• EXERCISE DETAILS: Would you work out how many of the lines below hold "shutter" and reply with nothing but the number?

• TASK MATERIAL:
━━━━━━━━━━━━━━━━

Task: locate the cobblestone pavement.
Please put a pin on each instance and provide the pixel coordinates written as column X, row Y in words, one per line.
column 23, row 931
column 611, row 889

━━━━━━━━━━━━━━━━

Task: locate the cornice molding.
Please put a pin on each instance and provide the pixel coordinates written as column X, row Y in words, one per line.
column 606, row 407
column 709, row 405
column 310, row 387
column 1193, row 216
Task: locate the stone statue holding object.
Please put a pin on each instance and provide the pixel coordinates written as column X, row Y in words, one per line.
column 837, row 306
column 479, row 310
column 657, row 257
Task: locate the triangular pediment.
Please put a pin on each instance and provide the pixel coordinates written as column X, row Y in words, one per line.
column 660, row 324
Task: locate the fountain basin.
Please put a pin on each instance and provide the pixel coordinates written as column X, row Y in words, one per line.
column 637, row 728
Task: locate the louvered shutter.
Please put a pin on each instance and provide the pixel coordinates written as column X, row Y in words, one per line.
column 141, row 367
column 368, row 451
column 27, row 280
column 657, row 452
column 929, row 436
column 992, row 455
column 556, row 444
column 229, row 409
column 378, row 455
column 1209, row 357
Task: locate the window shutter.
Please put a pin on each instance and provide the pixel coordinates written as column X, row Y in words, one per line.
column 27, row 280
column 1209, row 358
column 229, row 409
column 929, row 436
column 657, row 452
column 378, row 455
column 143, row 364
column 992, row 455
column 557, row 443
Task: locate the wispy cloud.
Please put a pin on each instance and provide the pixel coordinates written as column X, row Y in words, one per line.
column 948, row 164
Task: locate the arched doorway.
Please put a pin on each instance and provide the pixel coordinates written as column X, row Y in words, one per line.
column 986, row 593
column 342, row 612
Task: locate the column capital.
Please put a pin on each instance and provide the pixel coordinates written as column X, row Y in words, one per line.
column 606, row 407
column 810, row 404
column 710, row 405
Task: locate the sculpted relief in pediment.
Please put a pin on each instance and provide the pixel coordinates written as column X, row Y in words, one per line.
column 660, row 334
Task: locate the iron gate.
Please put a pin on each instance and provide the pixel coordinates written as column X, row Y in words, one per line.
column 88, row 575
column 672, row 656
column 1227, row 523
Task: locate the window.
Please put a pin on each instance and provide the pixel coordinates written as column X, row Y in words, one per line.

━━━━━━━━━━━━━━━━

• OUTPUT FOR THIS EXERCISE: 2